# Hardest bow to tune?



## completepassthru (Feb 3, 2008)

What bow was the hardest for you to tune? For me it is hands down the PSE Xforces. Especially the X6, i have never had a bow so hard to tune as this one. Every one i have touched has been a bear. Just curious which bow was your worst nightmare.


----------



## MNmike (Dec 27, 2003)

*AR Velocity*

It was a bear to tune.

Mostly because I never had split limb bow. But on top of that, each limb was independently adjustable.


----------



## tenacity21 (Mar 5, 2007)

I have no idea why, but a 101st Airbourne by bowtech. 

~Dustin


----------



## Roskoes (Jun 17, 2007)

Diamond Stud by Bowtech. I got there eventually, but it wasn't a pretty process.


----------



## buckjunkey (Mar 22, 2010)

It would have to be the Air Raid for me.


----------



## millerarchery (Dec 27, 2005)

completepassthu said:


> For me it is hands down the PSE Xforces. Especially the X6, i have never had a bow so hard to tune as this one. Every one i have touched has been a bear. Just curious which bow was your worst nightmare.


I agree with the X-Force GX, it is by far the worst, my 08 HF was alot better.


----------



## kbuck546 (Aug 3, 2009)

X Force for me was a bear to tune and had terrible cam lean on bottom cam


----------



## TsavoCreek (Jan 24, 2006)

*Pse*

The 2 PSE bows I've had (neither in the last 5 years though) were tough to tune.


----------



## jtascone (Feb 27, 2007)

I had a Bowtech Old Glory that simply wouldn't tune no matter what. I had a porpoising that I simply could not get rid of. Don't know why as I have never heard anyone say that they had any problem tuning this particular bow?


----------



## Camp (May 30, 2010)

*Tune for bow*

The guy behind the bow, needs to get tuned, the bow is the tool,


----------



## SonnyThomas (Sep 10, 2006)

Camp said:


> The guy behind the bow, needs to get tuned, the bow is the tool,


Good reply. If you have the knowledge to work on a particular bow and have working knowledge of the equipment on the bow and know arrows then tuning one is fairly straight forward.


----------



## millerarchery (Dec 27, 2005)

SonnyThomas said:


> Good reply. If you have the knowledge to work on a particular bow and have working knowledge of the equipment on the bow and know arrows then tuning one is fairly straight forward.


If you guys are that good you could make a lot of money fixing everybodys bow and shooter problems on here.


----------



## completepassthru (Feb 3, 2008)

millerarchery said:


> If you guys are that good you could make a lot of money fixing everybodys bow and shooter problems on here.


Best quote i have read in a long time. There are always alot of so called know it alls. For those of you that think it is the person behind the bow and not the bow that is difficult to tune; let me say that myself and others have not yet reached your status of master tuner yet. There are, have been, and will be bows that will not tune well or at all for different reasons.


----------



## snoodcrusher (Jul 9, 2007)

- Available data
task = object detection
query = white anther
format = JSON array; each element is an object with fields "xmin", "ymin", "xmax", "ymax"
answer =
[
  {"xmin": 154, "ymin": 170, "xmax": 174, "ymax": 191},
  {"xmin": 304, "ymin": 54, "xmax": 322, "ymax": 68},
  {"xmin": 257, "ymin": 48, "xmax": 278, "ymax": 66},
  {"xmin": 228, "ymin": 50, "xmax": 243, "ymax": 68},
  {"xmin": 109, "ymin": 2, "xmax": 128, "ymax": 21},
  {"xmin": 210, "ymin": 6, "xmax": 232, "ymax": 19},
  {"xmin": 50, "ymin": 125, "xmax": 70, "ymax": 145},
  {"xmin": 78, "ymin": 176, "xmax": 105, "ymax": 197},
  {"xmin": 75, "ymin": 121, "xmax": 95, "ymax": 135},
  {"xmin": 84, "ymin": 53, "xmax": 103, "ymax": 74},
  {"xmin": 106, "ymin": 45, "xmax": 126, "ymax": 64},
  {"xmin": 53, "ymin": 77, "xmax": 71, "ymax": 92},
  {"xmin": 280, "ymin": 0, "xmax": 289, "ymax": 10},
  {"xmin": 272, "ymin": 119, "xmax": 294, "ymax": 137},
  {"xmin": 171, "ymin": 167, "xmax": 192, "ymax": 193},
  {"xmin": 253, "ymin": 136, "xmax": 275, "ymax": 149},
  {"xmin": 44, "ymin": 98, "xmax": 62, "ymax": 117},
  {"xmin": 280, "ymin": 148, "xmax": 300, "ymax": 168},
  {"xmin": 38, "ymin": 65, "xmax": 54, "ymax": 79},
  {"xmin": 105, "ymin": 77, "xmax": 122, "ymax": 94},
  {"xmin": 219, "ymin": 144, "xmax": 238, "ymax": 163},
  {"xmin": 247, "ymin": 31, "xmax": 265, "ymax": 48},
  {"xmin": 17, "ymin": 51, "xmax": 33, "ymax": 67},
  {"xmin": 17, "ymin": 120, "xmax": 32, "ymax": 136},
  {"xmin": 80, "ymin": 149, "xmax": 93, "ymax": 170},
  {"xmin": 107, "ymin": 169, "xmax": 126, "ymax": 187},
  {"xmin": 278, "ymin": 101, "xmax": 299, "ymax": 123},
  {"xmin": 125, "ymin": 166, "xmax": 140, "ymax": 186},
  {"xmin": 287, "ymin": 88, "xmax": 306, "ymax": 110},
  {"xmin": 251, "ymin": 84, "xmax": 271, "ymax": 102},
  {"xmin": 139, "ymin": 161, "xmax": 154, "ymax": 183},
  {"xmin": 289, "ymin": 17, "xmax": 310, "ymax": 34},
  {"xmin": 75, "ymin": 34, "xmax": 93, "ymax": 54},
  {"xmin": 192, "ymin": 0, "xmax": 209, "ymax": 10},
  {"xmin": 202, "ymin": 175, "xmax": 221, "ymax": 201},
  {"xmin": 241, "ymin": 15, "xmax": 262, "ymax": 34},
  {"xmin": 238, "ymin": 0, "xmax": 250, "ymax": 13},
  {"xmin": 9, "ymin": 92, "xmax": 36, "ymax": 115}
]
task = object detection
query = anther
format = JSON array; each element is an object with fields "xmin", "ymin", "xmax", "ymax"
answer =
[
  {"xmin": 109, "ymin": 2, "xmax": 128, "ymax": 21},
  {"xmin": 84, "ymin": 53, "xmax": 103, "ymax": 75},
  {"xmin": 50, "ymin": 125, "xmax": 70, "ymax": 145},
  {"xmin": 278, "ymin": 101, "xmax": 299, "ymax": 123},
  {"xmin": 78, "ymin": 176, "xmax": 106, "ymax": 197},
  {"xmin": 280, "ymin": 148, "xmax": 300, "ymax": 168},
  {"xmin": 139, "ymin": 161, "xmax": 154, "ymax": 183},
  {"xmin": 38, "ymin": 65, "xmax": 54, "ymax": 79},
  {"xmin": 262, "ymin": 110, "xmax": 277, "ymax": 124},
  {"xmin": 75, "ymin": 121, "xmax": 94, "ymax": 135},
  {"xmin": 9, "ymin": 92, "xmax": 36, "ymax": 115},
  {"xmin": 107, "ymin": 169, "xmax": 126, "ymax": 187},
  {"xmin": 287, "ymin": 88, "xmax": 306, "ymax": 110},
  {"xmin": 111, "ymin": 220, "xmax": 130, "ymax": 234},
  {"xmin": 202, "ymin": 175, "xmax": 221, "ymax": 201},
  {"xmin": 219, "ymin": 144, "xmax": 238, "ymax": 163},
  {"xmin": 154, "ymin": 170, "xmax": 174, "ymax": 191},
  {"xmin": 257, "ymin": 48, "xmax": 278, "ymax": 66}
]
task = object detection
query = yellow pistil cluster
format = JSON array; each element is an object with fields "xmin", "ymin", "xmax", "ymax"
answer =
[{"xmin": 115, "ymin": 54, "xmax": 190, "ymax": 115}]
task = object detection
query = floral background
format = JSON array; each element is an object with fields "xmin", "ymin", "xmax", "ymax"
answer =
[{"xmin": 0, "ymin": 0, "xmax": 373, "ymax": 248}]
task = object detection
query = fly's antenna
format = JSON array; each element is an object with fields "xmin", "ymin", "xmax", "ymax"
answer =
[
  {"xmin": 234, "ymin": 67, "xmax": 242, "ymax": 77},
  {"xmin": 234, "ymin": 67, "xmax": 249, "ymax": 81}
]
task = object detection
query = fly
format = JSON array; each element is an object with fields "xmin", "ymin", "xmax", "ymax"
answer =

- Written problem A
According to the forum thread, what problem did kbuck546 have with the X Force besides its being hard to tune?
- Written problem B
Pull out every line of the records that contains the string "query", matching case exactly.
The forum thread and the records have nothing to do with each other.

- Task response A
It had terrible cam lean on the bottom cam.

- Task response B
query = white anther
query = anther
query = yellow pistil cluster
query = floral background
query = fly's antenna
query = fly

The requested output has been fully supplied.